Data listing
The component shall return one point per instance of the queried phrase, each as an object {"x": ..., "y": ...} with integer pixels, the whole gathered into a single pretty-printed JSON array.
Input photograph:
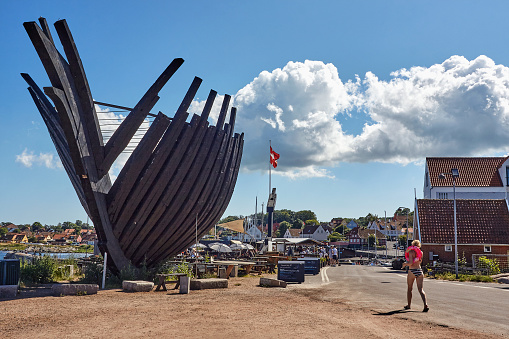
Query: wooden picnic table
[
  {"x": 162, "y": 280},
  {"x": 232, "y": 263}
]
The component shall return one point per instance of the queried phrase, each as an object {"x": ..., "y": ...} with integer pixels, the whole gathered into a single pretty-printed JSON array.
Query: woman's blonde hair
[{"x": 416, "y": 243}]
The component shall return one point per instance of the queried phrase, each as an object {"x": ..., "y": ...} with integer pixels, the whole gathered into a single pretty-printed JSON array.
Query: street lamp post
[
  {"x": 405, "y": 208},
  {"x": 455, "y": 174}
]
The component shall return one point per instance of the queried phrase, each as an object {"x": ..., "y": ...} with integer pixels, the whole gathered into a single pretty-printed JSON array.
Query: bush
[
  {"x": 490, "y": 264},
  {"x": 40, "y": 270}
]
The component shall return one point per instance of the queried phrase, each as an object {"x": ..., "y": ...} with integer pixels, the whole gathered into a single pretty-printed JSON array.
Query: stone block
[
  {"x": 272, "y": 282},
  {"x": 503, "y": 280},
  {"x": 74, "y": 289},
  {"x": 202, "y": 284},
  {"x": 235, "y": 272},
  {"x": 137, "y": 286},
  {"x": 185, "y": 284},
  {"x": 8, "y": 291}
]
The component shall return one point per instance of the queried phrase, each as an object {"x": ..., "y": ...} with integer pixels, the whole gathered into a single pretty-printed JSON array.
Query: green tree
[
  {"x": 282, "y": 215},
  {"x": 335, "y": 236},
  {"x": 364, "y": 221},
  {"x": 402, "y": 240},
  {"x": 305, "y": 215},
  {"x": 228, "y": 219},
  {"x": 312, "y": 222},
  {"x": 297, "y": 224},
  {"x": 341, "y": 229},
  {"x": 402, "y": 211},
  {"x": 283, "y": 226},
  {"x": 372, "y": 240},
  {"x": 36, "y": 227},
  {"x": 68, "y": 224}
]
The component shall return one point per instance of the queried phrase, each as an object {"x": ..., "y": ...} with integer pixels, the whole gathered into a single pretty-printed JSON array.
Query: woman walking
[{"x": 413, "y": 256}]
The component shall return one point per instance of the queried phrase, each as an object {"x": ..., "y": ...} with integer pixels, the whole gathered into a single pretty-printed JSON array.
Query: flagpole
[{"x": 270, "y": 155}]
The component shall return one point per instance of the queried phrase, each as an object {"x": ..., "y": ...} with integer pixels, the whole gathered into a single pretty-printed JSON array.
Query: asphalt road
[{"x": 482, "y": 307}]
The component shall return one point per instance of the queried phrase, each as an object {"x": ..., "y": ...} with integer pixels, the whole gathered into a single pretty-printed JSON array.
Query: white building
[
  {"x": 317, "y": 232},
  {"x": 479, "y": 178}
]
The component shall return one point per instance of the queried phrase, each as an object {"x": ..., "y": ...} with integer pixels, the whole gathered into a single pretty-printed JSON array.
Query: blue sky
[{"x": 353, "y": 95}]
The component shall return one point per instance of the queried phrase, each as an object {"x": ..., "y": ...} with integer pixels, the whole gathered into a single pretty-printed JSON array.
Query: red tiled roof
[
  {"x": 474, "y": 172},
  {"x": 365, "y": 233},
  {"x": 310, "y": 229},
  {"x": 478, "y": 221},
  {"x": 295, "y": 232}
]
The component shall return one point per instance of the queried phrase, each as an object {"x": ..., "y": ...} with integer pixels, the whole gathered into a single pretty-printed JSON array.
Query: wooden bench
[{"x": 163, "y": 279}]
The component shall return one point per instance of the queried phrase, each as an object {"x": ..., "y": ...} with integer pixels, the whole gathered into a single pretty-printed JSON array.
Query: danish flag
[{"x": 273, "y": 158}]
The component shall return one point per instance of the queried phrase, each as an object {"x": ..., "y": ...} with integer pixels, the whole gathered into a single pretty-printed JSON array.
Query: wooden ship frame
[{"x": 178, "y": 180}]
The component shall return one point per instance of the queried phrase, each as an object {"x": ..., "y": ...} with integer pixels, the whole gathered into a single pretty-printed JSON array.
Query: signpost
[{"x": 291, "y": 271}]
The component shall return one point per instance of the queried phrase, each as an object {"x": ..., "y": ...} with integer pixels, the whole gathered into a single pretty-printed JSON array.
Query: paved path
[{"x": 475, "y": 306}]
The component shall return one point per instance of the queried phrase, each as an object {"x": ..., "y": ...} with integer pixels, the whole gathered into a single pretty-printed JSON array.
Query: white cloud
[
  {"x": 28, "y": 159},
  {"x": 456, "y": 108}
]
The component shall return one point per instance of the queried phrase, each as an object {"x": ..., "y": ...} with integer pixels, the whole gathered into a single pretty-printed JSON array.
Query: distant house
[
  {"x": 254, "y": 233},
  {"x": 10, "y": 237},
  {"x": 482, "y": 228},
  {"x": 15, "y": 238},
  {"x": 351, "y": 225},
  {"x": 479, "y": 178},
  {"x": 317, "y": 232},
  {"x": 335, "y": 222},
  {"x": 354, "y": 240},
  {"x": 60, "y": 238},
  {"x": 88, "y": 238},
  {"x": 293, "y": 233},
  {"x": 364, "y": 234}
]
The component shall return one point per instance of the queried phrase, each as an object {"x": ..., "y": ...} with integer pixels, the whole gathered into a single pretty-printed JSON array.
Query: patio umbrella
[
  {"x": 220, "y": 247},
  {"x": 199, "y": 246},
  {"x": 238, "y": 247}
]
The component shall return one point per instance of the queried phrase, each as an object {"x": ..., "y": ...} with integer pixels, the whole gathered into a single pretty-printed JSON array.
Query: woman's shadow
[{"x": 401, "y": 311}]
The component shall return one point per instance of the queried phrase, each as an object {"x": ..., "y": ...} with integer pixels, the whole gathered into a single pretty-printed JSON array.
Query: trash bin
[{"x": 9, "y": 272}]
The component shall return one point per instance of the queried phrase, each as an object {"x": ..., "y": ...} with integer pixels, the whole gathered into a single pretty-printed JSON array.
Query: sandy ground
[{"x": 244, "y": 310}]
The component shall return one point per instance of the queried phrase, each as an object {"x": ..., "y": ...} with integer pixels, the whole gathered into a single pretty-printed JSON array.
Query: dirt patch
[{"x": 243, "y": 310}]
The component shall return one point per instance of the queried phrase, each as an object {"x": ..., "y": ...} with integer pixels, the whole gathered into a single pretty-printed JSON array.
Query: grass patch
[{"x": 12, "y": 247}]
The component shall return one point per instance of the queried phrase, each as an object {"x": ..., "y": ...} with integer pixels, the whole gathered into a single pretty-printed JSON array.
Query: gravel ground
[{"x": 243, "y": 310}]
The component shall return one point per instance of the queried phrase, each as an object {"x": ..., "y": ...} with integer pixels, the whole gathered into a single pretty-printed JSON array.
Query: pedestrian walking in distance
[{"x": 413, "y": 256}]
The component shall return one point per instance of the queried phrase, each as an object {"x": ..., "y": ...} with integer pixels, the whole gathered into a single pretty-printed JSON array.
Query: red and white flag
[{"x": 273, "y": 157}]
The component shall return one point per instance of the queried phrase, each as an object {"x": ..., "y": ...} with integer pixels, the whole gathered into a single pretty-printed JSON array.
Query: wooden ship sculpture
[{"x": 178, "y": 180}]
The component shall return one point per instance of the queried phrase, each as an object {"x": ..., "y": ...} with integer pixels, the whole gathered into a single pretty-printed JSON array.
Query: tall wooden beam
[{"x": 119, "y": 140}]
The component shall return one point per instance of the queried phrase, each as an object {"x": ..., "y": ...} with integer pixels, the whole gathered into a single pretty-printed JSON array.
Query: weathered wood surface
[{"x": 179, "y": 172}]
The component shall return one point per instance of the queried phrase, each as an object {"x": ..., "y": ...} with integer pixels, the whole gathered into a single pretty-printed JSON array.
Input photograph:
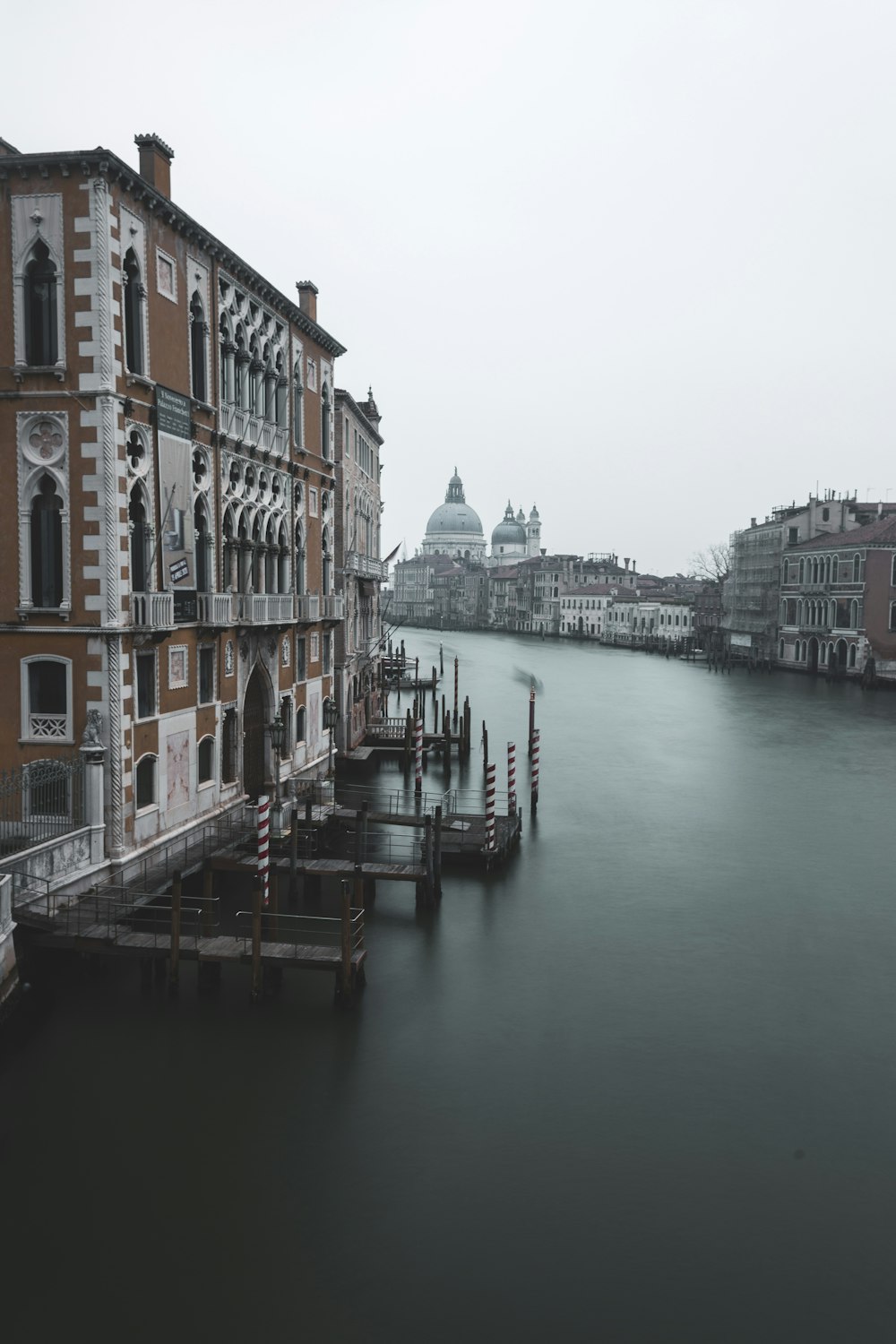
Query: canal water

• EXERCISE DESCRIPTION: Gather every line in the items above that contains the word "ground" and list each one in full.

• SOLVED EXERCISE:
Query: sandy ground
Query: gravel ground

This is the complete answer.